Records contained in a dataset:

-------------------------

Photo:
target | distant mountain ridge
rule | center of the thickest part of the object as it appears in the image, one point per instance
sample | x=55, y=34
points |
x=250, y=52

-------------------------

_About this exercise_: Once you have read the entries, write them out again without altering a single character.

_Response to this task_:
Photo:
target | distant mountain ridge
rule | center of the thickest part of the object as it appears in the image, one point per instance
sample | x=55, y=34
points |
x=250, y=52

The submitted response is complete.